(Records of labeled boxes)
········

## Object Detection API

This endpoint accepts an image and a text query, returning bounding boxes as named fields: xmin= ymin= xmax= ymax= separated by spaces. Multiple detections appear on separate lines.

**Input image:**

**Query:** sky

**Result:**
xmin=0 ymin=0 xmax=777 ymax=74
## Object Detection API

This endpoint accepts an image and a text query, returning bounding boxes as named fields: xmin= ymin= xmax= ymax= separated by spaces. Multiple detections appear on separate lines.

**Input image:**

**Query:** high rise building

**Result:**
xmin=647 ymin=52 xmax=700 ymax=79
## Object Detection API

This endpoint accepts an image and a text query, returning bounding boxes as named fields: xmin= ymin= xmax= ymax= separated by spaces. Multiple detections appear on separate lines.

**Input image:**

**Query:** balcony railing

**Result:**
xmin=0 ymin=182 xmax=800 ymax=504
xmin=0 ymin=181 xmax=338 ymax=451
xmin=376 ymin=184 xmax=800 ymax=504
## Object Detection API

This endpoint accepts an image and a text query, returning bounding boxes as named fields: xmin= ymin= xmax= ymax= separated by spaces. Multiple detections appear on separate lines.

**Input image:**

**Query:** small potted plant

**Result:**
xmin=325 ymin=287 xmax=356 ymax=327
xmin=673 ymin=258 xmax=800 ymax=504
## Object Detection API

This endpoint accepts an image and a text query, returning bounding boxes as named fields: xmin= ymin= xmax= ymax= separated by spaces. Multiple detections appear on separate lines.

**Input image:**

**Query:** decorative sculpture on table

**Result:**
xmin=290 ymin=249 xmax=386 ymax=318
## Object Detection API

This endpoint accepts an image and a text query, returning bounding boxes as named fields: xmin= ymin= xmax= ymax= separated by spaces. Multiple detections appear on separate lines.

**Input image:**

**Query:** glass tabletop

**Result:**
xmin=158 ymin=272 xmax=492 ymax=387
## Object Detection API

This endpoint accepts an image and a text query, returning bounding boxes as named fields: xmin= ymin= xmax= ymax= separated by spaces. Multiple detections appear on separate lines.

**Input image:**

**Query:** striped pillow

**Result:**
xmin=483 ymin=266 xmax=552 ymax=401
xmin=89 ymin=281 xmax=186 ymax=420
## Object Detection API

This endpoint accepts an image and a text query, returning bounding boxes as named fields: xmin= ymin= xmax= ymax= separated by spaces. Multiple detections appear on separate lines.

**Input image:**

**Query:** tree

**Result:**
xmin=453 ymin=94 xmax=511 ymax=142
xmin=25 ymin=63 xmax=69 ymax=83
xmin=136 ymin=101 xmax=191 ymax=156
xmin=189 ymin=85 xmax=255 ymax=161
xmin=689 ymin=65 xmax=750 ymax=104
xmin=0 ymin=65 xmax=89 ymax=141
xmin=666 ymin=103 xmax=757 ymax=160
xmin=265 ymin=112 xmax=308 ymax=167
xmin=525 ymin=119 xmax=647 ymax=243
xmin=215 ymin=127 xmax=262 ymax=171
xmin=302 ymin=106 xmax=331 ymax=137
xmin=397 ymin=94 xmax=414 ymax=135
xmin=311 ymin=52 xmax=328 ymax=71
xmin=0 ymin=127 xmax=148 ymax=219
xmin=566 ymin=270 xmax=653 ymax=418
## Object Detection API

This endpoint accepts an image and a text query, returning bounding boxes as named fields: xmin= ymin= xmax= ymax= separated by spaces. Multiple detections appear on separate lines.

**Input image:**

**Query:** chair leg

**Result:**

········

*The request*:
Repeat the records above word for word, from their first line down through the line containing "xmin=376 ymin=184 xmax=800 ymax=504", including both ends.

*Output*:
## Object Detection API

This endpoint accepts an image and a text query, returning bounding boxes as named fields: xmin= ymin= xmax= ymax= separated by spaces. Multiple detections appear on separate lines.

**Input image:**

**Query:** sky

**Result:**
xmin=0 ymin=0 xmax=777 ymax=74
## Object Detection API

This endpoint accepts an image and a text query, returning bounding boxes as named fields: xmin= ymin= xmax= ymax= separated by spaces. Multiple detections appear on separate lines.

**Input image:**

**Query:** high rise building

**Result:**
xmin=647 ymin=52 xmax=700 ymax=79
## Object Detection API

This endpoint accepts an image and a text query, returning bounding boxes as named fields: xmin= ymin= xmax= ymax= separated by spaces. Multiple detections appear on separate lines.

**Input image:**

**Query:** balcony railing

**Result:**
xmin=0 ymin=182 xmax=800 ymax=504
xmin=0 ymin=181 xmax=338 ymax=451
xmin=376 ymin=184 xmax=800 ymax=504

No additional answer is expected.